● **SOURCE PASSAGE**:
════════

Moving From Self-Doubt to Self-Advocacy: Understanding Self-Awareness
I was recently told by someone close to me that they often worried that I looked disappointed in situations or conversations. It caught me completely off guard as it was so far removed from what I felt was really happening on the inside. Appears my levels of self-awareness are still a work in progress.
Which is why I’m sitting here writing this article, fresh from being reminded how important this topic is.
So let’s start with the word itself – ‘self-awareness’. What does it actually mean?
At its simplest, awareness is noticing what is happening around us – the context, the environment, and the behaviours of others. Self-awareness builds on this by turning that attention inwards. It is about noticing ourselves within the experience – our thoughts, emotions, motivations, strengths, and blind spots, as well as the effect our behaviour has on other people.

════════

● **THE DATA**:
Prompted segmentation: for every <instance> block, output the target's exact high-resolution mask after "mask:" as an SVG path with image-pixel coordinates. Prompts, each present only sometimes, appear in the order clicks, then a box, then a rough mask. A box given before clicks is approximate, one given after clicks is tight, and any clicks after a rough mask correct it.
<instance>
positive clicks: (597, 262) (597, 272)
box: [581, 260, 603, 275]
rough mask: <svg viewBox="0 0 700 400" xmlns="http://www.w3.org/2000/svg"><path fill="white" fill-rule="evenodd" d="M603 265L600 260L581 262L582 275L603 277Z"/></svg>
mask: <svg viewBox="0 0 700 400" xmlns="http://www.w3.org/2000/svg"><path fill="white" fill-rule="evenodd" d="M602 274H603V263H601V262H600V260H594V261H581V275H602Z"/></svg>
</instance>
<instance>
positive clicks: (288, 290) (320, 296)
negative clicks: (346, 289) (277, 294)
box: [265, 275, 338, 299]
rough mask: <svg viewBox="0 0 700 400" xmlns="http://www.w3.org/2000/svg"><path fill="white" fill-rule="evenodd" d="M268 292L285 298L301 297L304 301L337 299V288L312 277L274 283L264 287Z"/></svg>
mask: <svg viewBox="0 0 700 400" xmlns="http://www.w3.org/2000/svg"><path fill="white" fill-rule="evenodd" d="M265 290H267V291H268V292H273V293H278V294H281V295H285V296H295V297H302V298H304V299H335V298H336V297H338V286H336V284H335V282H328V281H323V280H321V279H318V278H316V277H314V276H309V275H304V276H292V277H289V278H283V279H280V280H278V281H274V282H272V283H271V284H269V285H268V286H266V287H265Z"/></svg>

════════

● **THINGS TO DO**:
1. Rewrite the self-awareness article starting at "So let’s start" and ending at "on other people.", using "weak spots" in place of "blind spots".
2. In one to three sentences, explain why the writer of the self-awareness article says they are sitting down to write it.
3. Answer these questions from the self-awareness article.
(a) How did the person close to the writer worry the writer often looked?
(b) In the article's description, what does self-awareness turn inwards?
(c) Which word does the writer say they will start with?

● **ANSWER SECTION**:
1.
So let’s start with the word itself – ‘self-awareness’. What does it actually mean?
At its simplest, awareness is noticing what is happening around us – the context, the environment, and the behaviours of others. Self-awareness builds on this by turning that attention inwards. It is about noticing ourselves within the experience – our thoughts, emotions, motivations, strengths, and weak spots, as well as the effect our behaviour has on other people.

2. Someone close to the writer said they often worried the writer looked disappointed. That caught the writer off guard and showed that their self-awareness is still a work in progress. Because it reminded them how important the topic is, they sat down to write the article.

3.
(a) Disappointed.
(b) Attention.
(c) "Self-awareness."